• **GIVEN TASK**
Skip every line before the one containing "Mark one point on every instance of the bird shown", then copy that line and the rest of the entries below exactly, through the last line.

• **DATA SUPPLIED**
* start *

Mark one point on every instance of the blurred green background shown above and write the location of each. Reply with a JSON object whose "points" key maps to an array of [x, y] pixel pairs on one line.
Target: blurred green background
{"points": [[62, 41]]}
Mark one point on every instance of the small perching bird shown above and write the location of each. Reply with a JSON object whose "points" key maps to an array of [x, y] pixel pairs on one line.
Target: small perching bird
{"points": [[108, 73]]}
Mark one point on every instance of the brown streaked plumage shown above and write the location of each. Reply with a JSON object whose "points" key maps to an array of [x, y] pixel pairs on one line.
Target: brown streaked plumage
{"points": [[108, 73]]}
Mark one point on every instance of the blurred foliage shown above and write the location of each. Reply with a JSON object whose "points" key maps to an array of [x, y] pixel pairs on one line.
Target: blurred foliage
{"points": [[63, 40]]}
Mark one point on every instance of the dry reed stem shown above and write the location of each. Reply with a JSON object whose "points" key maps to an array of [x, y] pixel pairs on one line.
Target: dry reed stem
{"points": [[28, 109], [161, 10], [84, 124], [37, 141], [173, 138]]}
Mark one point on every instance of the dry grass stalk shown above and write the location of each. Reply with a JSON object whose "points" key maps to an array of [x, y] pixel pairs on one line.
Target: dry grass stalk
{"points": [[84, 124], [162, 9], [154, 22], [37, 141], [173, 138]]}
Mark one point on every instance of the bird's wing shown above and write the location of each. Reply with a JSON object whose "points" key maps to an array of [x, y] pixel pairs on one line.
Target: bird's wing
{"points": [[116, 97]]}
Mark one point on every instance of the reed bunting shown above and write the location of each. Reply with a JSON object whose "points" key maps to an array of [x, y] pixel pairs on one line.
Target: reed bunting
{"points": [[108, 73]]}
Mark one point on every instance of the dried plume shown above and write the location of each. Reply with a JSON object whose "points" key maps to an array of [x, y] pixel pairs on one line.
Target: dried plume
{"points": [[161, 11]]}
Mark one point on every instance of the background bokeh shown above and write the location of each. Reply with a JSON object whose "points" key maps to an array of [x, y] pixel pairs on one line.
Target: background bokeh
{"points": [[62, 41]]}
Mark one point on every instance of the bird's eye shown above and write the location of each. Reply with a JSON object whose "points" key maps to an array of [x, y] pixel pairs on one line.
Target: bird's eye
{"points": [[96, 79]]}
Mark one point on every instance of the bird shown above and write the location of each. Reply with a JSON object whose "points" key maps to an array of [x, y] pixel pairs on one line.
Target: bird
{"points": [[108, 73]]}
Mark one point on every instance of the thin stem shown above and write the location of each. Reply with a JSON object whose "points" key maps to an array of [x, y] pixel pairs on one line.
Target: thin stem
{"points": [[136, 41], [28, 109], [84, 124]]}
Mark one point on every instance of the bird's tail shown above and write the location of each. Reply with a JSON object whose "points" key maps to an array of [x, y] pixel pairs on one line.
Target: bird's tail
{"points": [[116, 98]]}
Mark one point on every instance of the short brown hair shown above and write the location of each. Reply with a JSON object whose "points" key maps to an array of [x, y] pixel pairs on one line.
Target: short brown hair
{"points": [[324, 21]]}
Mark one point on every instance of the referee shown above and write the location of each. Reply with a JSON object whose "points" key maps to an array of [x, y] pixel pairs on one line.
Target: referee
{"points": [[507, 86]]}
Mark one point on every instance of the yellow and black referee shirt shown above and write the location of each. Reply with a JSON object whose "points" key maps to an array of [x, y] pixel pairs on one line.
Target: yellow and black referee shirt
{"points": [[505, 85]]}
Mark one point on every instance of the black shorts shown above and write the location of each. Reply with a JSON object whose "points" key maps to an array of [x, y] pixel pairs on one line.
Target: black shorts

* end *

• **RESULT FOR THIS TASK**
Mark one point on every instance of the bird shown above and write the location of each. Reply with a JSON object whose "points" key maps to an array of [x, y] pixel pairs on one line.
Target: bird
{"points": [[108, 73]]}
Mark one point on every instance of the thin stem shown above and write the location of each. Reply with a JSON object whose "points" key maps to an array of [x, y] pixel pairs on one line.
Target: thin stem
{"points": [[136, 41], [28, 109], [84, 124]]}
Mark one point on every instance of the bird's tail shown above and write the location of each. Reply with a JSON object whose "points" key maps to an array of [x, y] pixel pairs on one line.
Target: bird's tail
{"points": [[116, 98]]}
Mark one point on every instance of the short brown hair shown above and write the location of each. Reply with a JSON object whose "points" key maps to an array of [x, y] pixel pairs on one line.
Target: short brown hair
{"points": [[324, 21]]}
Mark one point on every instance of the referee shown above and write the location of each. Reply with a JSON object whose "points" key maps to an array of [x, y] pixel pairs on one line.
Target: referee
{"points": [[507, 86]]}
Mark one point on every instance of the yellow and black referee shirt shown above and write the location of each. Reply with a JSON object whose "points" key maps to an array of [x, y] pixel pairs on one line.
Target: yellow and black referee shirt
{"points": [[505, 85]]}
Mark one point on every instance of the black shorts shown above and write the location of each. Reply with a JSON object whose "points" key maps to an array of [x, y] pixel pairs on one line.
Target: black shorts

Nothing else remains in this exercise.